PROVIDED DATA ->
⟨
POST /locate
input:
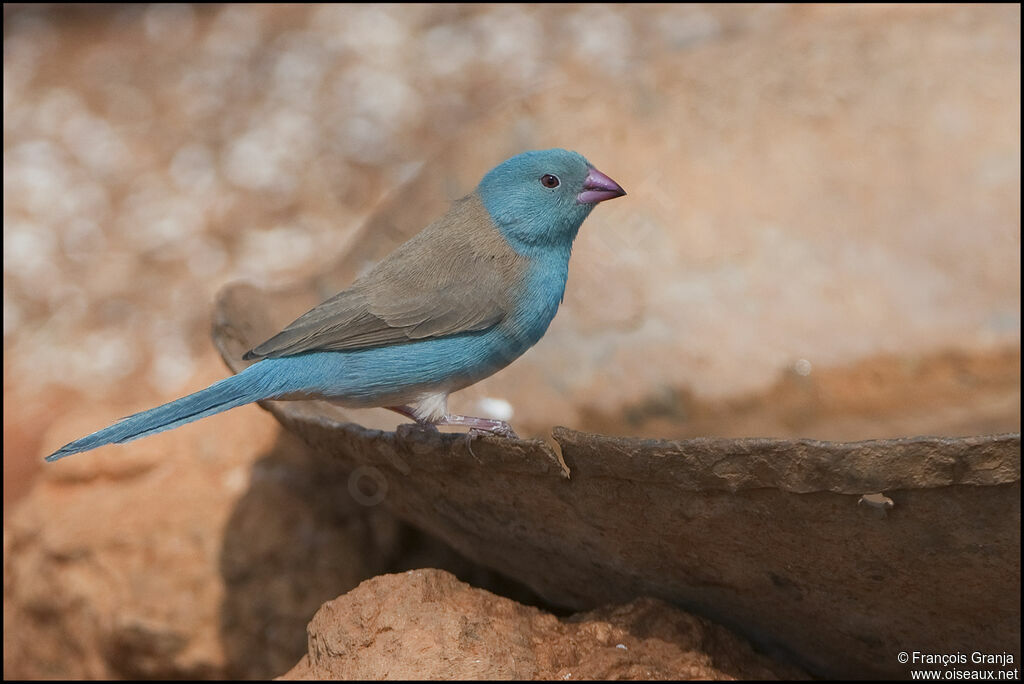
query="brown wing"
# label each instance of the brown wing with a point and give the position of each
⟩
⟨
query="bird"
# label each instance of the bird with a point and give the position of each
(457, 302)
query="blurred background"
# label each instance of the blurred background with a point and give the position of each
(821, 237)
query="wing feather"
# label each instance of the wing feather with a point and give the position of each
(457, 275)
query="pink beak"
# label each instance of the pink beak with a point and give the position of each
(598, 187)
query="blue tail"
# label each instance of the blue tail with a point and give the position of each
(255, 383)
⟩
EXERCISE REQUIREMENTS -> Which lines of the listing contain the string "query"? Copy every one of them.

SOLUTION BELOW ->
query="brown wing"
query="bird"
query="blurred background"
query="wing feather"
query="pink beak"
query="blue tail"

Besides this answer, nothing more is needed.